_ABOUT THIS EXERCISE_
Would you please return every line from the listing that contains the word "sailboat"?

_ENTRIES PROVIDED_
-- Opening Marker --
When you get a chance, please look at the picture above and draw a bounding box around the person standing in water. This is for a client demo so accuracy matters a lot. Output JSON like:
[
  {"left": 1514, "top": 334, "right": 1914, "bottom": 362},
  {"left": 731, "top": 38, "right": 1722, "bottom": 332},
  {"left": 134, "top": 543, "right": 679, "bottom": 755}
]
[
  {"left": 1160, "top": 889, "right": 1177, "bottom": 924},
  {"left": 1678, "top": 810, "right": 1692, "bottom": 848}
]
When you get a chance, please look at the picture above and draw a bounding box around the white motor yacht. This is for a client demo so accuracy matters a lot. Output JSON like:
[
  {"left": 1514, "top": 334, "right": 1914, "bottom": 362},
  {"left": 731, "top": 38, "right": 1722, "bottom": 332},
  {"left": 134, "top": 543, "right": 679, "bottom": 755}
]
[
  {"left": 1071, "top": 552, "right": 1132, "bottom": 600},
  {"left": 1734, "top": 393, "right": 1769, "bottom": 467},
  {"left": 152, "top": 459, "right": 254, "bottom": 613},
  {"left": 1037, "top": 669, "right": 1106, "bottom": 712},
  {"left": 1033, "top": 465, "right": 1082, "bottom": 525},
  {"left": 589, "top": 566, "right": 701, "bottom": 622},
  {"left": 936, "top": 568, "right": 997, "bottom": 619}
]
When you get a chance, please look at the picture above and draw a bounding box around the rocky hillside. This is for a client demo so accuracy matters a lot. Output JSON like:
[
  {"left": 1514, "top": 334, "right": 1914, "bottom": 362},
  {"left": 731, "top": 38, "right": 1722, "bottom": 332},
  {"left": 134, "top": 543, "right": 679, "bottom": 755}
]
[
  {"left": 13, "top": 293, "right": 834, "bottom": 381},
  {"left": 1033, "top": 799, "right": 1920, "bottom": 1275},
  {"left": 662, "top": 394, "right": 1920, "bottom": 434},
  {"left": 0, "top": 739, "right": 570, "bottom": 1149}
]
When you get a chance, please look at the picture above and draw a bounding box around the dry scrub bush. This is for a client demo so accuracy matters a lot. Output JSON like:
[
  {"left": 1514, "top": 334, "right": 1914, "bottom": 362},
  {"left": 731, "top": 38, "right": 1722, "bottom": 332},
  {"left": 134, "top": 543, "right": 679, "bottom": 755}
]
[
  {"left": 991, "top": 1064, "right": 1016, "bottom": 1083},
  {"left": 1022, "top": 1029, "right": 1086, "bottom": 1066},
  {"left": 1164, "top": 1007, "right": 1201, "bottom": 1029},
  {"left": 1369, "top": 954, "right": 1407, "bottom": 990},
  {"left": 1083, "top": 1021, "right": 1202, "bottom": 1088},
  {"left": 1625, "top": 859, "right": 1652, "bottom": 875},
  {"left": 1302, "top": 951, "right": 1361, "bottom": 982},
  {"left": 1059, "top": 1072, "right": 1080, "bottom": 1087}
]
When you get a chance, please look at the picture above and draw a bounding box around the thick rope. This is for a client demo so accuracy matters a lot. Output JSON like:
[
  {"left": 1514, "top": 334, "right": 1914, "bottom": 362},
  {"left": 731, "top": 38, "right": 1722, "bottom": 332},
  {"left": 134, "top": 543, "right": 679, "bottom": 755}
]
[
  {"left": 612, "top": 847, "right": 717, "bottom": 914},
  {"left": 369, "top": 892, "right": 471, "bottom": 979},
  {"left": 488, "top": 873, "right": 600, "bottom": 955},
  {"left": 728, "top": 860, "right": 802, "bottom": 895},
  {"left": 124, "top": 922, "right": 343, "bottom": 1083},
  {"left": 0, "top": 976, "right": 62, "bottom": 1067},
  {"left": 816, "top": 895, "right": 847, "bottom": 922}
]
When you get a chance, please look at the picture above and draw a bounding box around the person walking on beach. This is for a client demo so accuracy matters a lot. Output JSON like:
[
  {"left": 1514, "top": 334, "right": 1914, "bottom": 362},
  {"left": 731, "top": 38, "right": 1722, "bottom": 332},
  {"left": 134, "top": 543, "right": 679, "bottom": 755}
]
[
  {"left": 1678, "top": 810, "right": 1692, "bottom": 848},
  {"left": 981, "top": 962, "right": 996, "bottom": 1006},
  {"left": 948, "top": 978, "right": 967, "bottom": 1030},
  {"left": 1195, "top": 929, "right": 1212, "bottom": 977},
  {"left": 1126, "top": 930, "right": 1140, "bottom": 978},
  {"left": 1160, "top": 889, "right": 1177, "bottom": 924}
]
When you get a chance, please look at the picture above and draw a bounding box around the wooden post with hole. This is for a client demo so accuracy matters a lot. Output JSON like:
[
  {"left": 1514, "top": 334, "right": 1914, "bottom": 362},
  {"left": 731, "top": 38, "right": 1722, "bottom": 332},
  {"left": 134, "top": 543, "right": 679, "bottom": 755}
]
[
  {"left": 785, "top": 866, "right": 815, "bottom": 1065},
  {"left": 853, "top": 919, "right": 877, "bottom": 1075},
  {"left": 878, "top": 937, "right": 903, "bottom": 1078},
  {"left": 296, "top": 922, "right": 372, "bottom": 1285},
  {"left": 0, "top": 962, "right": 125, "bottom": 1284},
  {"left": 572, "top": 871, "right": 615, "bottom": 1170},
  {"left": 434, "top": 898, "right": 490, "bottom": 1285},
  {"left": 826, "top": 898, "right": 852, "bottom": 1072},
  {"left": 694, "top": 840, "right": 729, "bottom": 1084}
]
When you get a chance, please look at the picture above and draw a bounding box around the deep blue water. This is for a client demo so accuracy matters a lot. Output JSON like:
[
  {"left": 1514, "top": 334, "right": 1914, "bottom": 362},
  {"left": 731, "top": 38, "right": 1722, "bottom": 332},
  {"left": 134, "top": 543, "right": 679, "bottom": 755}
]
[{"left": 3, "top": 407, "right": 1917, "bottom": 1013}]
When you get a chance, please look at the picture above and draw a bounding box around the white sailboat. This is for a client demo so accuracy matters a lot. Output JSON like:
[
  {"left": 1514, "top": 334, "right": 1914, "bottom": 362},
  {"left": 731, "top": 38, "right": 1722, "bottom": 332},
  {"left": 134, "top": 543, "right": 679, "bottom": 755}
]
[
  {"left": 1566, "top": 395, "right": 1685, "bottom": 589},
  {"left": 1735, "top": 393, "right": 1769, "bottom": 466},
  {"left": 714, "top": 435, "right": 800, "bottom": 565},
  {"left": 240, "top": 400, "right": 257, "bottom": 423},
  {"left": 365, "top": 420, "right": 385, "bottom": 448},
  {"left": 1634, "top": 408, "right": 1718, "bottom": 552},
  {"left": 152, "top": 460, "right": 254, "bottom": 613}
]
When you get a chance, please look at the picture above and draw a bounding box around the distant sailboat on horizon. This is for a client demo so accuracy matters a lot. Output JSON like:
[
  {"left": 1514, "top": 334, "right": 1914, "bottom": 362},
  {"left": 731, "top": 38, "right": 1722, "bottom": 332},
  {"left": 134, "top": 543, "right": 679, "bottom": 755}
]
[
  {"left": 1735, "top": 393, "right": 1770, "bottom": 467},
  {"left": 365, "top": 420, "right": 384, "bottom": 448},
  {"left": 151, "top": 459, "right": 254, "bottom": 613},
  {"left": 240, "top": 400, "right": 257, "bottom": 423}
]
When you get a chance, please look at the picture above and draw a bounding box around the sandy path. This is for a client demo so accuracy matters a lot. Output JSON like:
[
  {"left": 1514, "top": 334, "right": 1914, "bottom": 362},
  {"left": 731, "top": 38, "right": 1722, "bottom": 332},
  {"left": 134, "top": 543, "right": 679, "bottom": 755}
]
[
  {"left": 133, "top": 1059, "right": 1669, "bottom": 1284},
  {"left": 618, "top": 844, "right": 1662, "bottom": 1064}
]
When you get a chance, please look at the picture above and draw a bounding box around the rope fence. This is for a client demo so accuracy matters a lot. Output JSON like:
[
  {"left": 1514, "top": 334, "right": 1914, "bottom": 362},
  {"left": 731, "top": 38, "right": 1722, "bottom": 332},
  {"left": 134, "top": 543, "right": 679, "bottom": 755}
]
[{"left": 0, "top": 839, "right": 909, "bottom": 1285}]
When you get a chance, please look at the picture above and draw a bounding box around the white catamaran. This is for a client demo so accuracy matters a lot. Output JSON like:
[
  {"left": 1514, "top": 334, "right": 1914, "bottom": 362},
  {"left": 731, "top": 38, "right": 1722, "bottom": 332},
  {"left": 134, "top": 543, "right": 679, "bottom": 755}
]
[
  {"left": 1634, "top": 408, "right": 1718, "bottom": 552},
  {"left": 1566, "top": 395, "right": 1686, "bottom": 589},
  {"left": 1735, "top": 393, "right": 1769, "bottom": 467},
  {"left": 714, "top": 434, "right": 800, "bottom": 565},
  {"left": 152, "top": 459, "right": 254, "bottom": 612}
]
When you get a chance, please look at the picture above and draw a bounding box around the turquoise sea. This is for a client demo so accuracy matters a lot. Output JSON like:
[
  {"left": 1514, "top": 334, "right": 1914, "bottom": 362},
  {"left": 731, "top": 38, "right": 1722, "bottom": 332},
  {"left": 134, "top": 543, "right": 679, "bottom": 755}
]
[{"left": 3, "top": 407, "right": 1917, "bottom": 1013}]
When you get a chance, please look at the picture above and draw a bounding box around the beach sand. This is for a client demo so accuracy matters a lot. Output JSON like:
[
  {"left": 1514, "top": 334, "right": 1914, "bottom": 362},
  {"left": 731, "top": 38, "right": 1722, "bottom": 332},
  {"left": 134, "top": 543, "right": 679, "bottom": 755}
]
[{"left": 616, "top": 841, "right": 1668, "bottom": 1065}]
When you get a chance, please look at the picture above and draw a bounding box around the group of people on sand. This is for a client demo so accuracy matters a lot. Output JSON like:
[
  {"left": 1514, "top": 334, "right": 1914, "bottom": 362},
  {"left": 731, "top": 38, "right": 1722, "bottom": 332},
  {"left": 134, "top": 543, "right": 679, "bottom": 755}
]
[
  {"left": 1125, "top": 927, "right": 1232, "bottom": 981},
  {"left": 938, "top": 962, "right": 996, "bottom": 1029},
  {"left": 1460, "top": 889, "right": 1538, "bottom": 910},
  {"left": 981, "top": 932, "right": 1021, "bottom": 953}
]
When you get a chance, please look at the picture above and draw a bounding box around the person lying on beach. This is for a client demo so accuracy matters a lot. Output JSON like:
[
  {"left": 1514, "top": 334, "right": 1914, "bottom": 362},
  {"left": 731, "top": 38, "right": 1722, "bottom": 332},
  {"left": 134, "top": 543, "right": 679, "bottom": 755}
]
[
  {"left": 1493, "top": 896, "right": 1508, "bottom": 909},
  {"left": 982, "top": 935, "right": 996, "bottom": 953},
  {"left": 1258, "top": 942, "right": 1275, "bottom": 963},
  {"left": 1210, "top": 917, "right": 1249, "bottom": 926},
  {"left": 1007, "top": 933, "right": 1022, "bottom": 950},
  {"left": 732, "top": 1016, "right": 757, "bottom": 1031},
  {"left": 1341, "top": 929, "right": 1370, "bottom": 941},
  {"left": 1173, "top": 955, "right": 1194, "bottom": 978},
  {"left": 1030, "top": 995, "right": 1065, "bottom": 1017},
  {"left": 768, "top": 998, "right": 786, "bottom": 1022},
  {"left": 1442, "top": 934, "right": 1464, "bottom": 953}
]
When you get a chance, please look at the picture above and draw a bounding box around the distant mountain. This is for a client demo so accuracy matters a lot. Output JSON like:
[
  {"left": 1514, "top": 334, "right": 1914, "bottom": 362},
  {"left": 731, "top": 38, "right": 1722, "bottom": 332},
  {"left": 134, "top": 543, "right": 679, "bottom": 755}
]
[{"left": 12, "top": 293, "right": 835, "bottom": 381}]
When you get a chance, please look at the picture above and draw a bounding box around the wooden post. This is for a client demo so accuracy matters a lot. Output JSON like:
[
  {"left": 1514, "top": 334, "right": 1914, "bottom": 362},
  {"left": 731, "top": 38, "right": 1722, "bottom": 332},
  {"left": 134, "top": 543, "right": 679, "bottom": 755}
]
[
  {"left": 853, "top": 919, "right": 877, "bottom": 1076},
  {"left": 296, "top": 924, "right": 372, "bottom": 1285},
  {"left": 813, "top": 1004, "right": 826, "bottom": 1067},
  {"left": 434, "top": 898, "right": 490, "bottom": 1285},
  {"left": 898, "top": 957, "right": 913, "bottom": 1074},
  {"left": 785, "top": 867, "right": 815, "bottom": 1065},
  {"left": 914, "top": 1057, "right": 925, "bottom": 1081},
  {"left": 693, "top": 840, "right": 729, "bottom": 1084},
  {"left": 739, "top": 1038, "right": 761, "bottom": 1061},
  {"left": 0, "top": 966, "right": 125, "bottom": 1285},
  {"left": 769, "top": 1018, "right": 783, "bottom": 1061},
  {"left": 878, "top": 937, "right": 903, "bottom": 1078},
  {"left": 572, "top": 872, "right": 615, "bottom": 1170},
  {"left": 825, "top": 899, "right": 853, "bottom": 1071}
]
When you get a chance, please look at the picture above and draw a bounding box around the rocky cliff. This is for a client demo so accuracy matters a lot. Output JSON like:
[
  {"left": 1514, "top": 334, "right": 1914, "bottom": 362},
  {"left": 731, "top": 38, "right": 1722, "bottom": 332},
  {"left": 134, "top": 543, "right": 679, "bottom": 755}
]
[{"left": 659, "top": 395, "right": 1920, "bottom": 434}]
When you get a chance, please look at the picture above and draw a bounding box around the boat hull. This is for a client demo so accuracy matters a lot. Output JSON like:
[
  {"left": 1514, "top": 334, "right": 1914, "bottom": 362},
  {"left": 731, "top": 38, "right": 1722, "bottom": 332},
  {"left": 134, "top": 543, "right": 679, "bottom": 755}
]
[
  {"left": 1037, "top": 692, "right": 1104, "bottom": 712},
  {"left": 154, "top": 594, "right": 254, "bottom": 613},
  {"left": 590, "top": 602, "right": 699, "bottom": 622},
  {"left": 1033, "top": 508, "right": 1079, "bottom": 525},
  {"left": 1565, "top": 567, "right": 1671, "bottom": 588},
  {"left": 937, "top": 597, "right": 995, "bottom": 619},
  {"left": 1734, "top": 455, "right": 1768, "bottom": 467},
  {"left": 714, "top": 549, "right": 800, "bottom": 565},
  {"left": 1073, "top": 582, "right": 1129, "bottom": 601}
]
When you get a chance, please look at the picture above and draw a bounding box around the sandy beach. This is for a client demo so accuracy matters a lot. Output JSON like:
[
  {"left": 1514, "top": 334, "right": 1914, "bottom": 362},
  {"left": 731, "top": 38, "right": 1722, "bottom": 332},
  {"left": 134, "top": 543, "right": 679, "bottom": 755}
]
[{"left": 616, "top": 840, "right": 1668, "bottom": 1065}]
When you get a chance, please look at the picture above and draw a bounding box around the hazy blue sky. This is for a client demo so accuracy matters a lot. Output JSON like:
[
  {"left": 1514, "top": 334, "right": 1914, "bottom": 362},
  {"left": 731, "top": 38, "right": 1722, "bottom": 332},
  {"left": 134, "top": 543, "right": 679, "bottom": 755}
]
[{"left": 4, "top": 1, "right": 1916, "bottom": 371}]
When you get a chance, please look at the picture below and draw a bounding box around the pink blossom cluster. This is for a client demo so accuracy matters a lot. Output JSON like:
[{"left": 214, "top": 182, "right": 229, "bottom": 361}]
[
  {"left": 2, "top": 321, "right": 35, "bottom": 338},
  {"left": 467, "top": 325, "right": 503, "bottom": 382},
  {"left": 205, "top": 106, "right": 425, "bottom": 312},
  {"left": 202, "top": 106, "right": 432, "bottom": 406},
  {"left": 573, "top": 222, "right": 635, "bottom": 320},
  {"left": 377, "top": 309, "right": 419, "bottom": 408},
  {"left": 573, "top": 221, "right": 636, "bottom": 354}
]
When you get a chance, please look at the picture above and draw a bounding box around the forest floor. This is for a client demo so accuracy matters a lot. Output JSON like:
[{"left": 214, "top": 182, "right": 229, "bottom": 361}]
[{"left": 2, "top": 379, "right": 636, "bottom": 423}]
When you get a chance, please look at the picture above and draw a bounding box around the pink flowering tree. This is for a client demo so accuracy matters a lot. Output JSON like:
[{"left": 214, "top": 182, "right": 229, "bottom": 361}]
-- Closing Marker --
_ANSWER SPACE_
When you get a chance, please look at the picture above and draw a bounding box around the white sailboat. This is for a client demo so accuracy matters a lot. Output JSON like:
When you get a chance, please look at the picture above and draw a bounding box around the distant sailboat on horizon. This is for a client demo so accuracy matters a lot. Output JSON like:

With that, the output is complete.